■ What is being asked
Repeat the listing in full. Nothing may be added or left out.

■ Records for the task

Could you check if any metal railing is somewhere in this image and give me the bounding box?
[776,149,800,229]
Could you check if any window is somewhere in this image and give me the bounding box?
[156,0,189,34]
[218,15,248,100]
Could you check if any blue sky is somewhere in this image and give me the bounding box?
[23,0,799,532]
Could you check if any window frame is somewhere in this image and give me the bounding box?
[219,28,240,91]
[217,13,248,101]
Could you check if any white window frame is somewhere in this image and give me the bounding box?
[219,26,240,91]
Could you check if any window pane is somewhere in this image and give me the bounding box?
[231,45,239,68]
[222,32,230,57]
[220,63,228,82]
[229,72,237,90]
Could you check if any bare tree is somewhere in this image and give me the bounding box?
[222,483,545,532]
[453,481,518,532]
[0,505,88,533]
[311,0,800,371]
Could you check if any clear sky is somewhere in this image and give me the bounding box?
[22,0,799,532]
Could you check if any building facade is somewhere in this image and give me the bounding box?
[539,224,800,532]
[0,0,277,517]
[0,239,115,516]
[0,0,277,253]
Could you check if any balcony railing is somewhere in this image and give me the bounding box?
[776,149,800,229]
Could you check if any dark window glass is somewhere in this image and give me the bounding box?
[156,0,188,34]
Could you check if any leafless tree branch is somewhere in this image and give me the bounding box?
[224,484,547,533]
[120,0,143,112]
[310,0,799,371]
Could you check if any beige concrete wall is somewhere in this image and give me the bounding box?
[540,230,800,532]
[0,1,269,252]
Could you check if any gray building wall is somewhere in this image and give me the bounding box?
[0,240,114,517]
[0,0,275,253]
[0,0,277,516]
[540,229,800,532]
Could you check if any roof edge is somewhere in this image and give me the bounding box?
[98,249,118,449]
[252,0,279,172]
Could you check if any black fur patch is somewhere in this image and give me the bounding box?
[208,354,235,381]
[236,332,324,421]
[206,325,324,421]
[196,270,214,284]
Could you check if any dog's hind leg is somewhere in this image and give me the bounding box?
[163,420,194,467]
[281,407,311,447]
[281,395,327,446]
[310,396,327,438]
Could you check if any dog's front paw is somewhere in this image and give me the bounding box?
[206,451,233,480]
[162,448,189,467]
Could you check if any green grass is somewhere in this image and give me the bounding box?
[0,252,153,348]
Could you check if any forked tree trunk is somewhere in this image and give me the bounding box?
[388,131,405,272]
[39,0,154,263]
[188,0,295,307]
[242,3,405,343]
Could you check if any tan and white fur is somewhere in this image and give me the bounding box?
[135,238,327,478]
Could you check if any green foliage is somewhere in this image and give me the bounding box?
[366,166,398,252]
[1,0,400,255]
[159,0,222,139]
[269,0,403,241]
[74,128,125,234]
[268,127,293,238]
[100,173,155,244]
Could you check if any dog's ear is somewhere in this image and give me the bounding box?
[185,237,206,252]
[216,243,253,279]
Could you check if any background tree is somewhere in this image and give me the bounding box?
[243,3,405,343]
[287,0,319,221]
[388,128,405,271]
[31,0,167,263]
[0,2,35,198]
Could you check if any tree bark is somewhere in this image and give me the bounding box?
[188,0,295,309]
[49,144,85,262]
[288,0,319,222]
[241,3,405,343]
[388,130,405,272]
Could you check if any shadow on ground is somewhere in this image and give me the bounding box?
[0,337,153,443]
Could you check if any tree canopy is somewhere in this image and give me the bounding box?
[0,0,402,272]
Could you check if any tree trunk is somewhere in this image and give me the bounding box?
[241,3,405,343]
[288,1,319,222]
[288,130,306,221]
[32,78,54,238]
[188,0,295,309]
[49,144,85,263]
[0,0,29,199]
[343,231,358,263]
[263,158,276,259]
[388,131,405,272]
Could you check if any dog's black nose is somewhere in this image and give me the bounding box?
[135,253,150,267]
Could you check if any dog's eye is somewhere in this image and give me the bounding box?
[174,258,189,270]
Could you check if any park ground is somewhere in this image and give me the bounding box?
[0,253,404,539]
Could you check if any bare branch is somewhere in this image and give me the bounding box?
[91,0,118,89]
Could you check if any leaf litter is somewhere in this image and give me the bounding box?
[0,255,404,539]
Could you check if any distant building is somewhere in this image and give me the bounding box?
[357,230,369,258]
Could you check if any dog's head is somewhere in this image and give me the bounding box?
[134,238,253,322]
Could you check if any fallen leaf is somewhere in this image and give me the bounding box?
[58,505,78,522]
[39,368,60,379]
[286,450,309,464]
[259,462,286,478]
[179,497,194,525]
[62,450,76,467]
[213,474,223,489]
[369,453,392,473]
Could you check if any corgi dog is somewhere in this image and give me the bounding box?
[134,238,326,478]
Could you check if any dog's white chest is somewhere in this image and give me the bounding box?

■ Answer to this problem
Could you check if any metal railing is somewhere in this image and give me the bounding box?
[776,149,800,229]
Could you check if any window is somewhere in this image and give me the bounding box?
[156,0,189,34]
[218,15,248,100]
Could you check if any blue sky is somewhere in this image and give me the bounding box?
[23,0,799,532]
Could you check if any window frame is somewhere in this image and give me the bounding box?
[219,28,240,91]
[217,13,248,101]
Could you check if any white window frame is somewhere in this image and give me the bounding box?
[219,26,240,91]
Could you check if any window pane is somewhere in this image and give me the bounding box?
[231,45,239,68]
[222,32,230,57]
[220,63,228,82]
[229,72,237,90]
Could you check if any bare tree is somewhere in this image and give me the bounding box?
[222,483,545,532]
[453,481,518,532]
[0,505,88,533]
[311,0,800,371]
Could you check if any clear sky is somewhere in this image and give me the bounding box?
[22,0,799,532]
Could you check if any building facade is somewhere in this image and give me the bounding box?
[539,224,800,532]
[0,0,277,517]
[0,239,115,516]
[0,0,277,253]
Could you check if any balcony railing is somewhere in this image and give me the bounding box?
[776,149,800,229]
Could you check if any dark window glass is somewhere in this image and give me the bounding box?
[156,0,188,34]
Could you check if any leafless tree branch is somewhere in this image and give me the bounding box?
[224,484,547,533]
[120,0,143,112]
[310,0,799,371]
Could you check if any beige concrete wall is somewhere in this image and give me the bounding box?
[540,230,800,532]
[0,1,269,252]
Could you check if any gray building wall is somewhere in this image and give me the bounding box?
[0,240,114,517]
[0,0,275,253]
[0,0,277,516]
[540,229,800,532]
Could you check if any roof edge is somewhere in this image and give me the bounding box?
[98,249,118,449]
[252,0,279,172]
Could you check if any black fur patch is somewhere in this image and give me the bounding box?
[208,354,235,381]
[236,332,324,421]
[206,325,324,421]
[196,270,214,284]
Could you check if any dog's hind leg is somewhere in this image and give me the bounding box?
[163,420,194,467]
[281,407,311,447]
[281,395,327,446]
[310,396,327,438]
Could you check if any dog's front paw is somewhere in this image and give me the bounding box?
[206,451,233,480]
[162,448,189,467]
Could you check if any green grass is somewhere in this image and give me the bounding box?
[0,252,153,348]
Could you check if any forked tree trunk is somewhere in this image and give me the bounding box?
[388,131,405,272]
[39,0,154,263]
[188,0,295,307]
[242,3,405,343]
Could you check if any tan and white fur is somewhere in this image and give me the bounding box?
[135,238,327,478]
Could you check if any green foliage is somewhere in this image and give me the bounding box?
[366,166,398,252]
[1,0,400,255]
[159,0,222,139]
[269,0,403,241]
[74,128,125,234]
[268,127,293,238]
[100,173,155,244]
Could you check if any dog's ear is somewhere in this image and give me the bounding box?
[185,237,206,252]
[216,243,253,279]
Could you check if any background tree is somewhere in this image and give me the bounding box?
[243,3,405,343]
[287,0,319,221]
[388,128,405,271]
[31,0,167,263]
[0,2,35,198]
Could you check if any tree bark is somewhere in this image and give me the bounding box?
[188,0,295,309]
[49,144,85,262]
[288,0,319,222]
[241,3,405,343]
[388,130,405,272]
Could you check if any shadow on ground is somewhere in this image and give me the bounding box?
[0,337,153,443]
Could you check if any tree canopy is somewhere in this image and give me the bounding box?
[0,0,402,272]
Could you check if any tree trunk is somewhere in this image and give me the bounding box?
[241,3,405,343]
[288,1,319,222]
[288,130,306,221]
[32,78,54,238]
[188,0,295,309]
[49,144,85,263]
[0,0,29,199]
[343,231,358,263]
[263,158,276,259]
[388,131,405,272]
Could you check if any dog's black nose is somewhere in this image and give me the bounding box?
[135,253,150,267]
Could you check if any dog's eye is somewhere in this image and give me the bounding box?
[174,258,189,270]
Could you check if any park ground is somewhere in this image and give me the bounding box?
[0,253,404,539]
Could you check if any bare branch is somewhere in this image and give me the bounding box?
[91,0,118,89]
Could you check if any leaf litter is somewhere in this image and give me the bounding box?
[0,255,404,539]
Could you check if any distant building is somewhere in this image and give me the bounding box?
[357,230,369,258]
Could you check if any dog's head is somewhere in this image and give me the bounding box?
[134,238,253,322]
Could you check if any fallen leaf is somewhere in this image and give me the bounding box?
[58,505,78,522]
[39,368,60,379]
[286,450,309,464]
[259,462,286,478]
[179,497,194,525]
[62,450,76,467]
[213,474,223,489]
[369,453,392,473]
Could you check if any corgi dog is somewhere in this image and give me the bounding box?
[134,238,326,478]
Could you check if any dog's white chest is somewhere in this image and give me the bounding box?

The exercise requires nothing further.